#### ORDEM DE SERVIÇO:
Reescreva o trecho da matéria sobre novas drogas sintéticas entre "Para os traficantes, as" e "proibido em 2014.", inclusive, trocando "traficantes" por "vendedores".

#### TRECHO DA PÁGINA:
----
Com a disseminação de novas, e perigosas, drogas sintéticas, grupos vão a festas para oferecer a jovens que estão “tomando algo” testes que podem evitar a morte.

EM MEIO a centenas de jovens que dançam numa festa ao som de música eletrônica, um desfila com uma plaquinha nas mãos. Em letras coloridas, anuncia: “Tá tomando algo, vem testar com a gente”. Mais de 100 participantes aceitaram a oferta numa festa recente nos arredores de São Paulo e entregaram a um grupo de amigos o “algo” que iriam tomar: um comprimido de ecstasy, por exemplo — ou que pelo menos lhes foi vendido como tal. Nem sempre anunciada com seu nome verdadeiro, uma geração de novas drogas sintéticas vem se disseminando no Brasil. Sintetizadas em laboratórios da China e do sudeste da Ásia, elas são mais baratas, mais potentes e muito mais perigosas que suas congêneres conhecidas. O trabalho do grupo da festa tem por objetivo evitar que a troca de gato por lebre termine em tragédia.

O principal representante dessa nova categoria de drogas é o NBOMe, que tem como princípio ativo a substância dimetoxifeniletilamina. Na palma da mão, é quase idêntico a um selo de LSD, o ácido lisérgico que circula desde os anos 1960. Em São Paulo, nove em cada dez selos apreendidos pela polícia como LSD não contêm uma partícula sequer do composto: são NBOMe, segundo o Instituto de Criminalística.

Caio D., de 18 anos, foi uma das vítimas da droga. Em 22 de dezembro de 2014, pouco antes de começar o 2º ano na Faculdade de Direito São Francisco, ele teve um surto, saiu correndo de seu quarto e se jogou para a morte saltando da varanda da cobertura em que morava com os pais, em Santos. Testes mostraram que Caio estava sob efeito de NBOMe, adquirido de um traficante pelo Facebook.

PESQUISA

A droga é a mesma encontrada no corpo do estudante Victor Hugo Santos, 20 anos, que morreu afogado na raia olímpica da USP, em setembro de 2014, numa festa no velódromo da universidade. Vídeos, com fins menos trágicos, de jovens fora de si depois de usar essas drogas circulam nas redes sociais. Estrela à revelia de um deles, com mais de 4 milhões de visualizações, o estudante Felipe, de 18 anos, relembra: “Estava na festa, tranquilo, curtindo o barato e a conexão com a música. Quando saí para comprar água, pisquei o olho e já não me lembro de mais nada. Tive um surto psicótico”.

Para os traficantes, as novas drogas só têm vantagens. Com a velocidade com que elas surgem e se disseminam, a lei muitas vezes não consegue alcançá-las. Se um criminoso é pego com uma droga ainda não catalogada e proibida, suas chances de escapar da punição aumentam muito. O NBOMe, por exemplo, só foi oficialmente proibido em 2014.
----
#### LINHAS EXTRAÍDAS:
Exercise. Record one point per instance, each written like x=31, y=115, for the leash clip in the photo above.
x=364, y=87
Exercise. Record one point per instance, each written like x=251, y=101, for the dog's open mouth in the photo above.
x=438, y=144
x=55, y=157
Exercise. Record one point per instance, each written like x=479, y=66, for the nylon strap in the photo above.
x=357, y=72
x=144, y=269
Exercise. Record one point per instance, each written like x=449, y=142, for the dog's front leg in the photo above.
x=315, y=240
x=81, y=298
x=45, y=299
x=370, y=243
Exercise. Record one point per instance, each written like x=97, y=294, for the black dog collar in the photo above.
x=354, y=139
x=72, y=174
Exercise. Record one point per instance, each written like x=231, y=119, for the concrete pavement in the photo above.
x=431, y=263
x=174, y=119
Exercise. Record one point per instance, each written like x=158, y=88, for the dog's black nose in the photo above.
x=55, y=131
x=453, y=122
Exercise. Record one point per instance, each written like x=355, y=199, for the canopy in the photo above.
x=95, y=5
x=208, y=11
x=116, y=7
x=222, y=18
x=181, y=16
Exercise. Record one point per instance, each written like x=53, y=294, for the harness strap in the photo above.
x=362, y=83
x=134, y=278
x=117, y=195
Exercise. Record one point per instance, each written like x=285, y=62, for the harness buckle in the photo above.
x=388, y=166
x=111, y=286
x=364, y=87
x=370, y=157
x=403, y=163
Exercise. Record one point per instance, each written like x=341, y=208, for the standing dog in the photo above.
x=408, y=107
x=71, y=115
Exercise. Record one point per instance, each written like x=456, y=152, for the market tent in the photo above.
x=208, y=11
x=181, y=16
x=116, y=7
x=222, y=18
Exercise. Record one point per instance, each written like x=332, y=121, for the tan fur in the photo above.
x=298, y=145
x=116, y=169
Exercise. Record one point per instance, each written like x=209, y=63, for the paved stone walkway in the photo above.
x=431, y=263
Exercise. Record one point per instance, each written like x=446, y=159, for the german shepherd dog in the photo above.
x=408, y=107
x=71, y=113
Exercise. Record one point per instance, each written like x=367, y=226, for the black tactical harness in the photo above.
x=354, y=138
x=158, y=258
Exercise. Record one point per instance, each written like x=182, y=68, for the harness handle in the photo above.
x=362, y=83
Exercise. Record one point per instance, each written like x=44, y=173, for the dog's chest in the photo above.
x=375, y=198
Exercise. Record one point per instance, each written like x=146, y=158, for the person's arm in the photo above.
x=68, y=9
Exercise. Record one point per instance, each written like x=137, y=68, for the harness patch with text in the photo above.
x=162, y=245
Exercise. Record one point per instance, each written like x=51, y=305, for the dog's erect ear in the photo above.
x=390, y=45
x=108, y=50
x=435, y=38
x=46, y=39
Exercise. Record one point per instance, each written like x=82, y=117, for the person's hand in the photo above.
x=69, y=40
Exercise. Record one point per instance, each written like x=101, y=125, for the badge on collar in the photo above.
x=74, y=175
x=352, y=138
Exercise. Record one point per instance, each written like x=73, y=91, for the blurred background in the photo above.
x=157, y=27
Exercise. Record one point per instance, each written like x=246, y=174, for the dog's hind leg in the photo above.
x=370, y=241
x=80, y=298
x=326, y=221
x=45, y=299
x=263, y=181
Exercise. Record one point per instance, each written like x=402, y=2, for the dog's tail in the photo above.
----
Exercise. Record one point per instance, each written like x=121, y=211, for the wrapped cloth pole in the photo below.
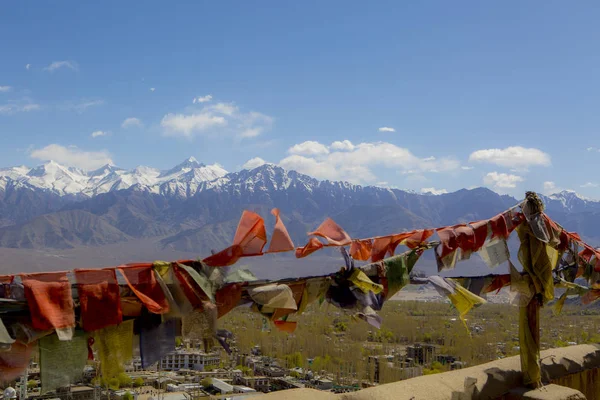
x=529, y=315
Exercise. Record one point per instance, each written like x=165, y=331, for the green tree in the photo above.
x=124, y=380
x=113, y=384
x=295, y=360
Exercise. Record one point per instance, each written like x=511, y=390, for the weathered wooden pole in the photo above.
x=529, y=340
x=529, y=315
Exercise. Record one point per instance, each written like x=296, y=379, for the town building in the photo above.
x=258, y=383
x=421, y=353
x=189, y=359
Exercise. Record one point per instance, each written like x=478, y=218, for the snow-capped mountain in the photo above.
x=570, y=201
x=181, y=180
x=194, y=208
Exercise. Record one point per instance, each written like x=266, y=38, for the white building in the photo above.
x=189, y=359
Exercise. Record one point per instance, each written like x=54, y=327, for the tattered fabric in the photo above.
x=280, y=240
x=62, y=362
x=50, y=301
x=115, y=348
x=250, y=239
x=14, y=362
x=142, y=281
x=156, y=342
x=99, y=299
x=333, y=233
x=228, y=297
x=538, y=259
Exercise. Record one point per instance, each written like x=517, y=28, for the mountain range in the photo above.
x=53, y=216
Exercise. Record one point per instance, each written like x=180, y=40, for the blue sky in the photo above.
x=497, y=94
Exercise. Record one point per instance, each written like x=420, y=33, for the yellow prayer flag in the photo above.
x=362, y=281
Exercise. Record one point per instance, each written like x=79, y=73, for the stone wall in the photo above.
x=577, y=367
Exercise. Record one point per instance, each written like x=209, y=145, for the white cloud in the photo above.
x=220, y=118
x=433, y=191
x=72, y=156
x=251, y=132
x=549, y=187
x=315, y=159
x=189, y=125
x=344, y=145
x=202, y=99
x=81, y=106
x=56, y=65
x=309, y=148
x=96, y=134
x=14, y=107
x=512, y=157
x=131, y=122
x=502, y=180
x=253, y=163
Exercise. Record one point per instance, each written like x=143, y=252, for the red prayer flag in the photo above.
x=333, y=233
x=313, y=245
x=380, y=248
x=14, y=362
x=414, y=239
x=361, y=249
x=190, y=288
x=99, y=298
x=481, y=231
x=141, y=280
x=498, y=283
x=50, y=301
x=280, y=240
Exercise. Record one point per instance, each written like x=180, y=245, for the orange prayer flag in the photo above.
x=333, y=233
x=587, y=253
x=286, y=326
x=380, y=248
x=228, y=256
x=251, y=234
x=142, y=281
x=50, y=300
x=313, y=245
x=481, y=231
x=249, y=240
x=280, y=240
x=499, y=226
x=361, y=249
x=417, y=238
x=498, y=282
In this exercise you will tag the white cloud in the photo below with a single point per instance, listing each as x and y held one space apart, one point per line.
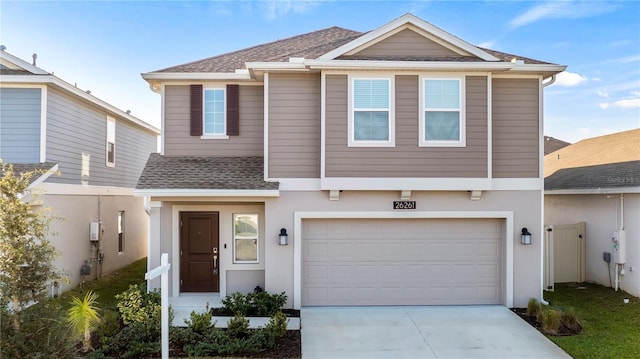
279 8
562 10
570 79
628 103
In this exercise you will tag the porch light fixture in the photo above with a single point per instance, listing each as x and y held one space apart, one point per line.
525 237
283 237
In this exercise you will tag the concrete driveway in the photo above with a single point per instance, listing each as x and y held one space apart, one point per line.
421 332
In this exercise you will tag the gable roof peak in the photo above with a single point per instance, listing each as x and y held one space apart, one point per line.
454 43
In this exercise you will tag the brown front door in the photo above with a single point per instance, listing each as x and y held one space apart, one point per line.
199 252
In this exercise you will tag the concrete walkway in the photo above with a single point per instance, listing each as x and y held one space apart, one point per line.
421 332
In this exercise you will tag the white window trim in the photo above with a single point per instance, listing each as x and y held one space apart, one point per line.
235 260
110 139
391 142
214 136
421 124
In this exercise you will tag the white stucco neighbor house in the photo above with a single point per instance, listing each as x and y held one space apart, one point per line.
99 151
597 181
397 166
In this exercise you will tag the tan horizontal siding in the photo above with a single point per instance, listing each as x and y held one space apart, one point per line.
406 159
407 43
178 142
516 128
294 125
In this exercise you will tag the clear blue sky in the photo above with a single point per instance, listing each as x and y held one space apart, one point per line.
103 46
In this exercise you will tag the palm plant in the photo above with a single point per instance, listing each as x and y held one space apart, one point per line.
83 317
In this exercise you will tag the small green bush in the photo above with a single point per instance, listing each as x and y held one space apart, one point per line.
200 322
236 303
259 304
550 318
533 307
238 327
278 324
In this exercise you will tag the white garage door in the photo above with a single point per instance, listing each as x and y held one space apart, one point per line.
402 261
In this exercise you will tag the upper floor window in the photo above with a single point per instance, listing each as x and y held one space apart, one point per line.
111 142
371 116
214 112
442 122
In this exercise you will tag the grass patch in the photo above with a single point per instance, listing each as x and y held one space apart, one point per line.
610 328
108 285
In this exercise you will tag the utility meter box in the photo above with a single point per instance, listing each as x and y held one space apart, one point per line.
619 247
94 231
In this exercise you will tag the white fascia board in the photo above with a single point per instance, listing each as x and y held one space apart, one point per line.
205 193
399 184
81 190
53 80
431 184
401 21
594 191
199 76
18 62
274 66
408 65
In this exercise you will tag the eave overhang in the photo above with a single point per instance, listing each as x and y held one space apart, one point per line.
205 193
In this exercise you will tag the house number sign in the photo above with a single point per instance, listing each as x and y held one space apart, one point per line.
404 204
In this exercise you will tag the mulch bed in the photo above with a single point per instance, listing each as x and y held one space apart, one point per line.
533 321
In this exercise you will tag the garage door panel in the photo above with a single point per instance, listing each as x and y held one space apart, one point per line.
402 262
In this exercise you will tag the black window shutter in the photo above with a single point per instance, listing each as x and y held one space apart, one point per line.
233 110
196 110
----
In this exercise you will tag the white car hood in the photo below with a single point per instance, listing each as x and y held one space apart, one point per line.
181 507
----
#### RESPOSTA ESCRITA:
Para os vendedores, as novas drogas só têm vantagens. Com a velocidade com que elas surgem e se disseminam, a lei muitas vezes não consegue alcançá-las. Se um criminoso é pego com uma droga ainda não catalogada e proibida, suas chances de escapar da punição aumentam muito. O NBOMe, por exemplo, só foi oficialmente proibido em 2014.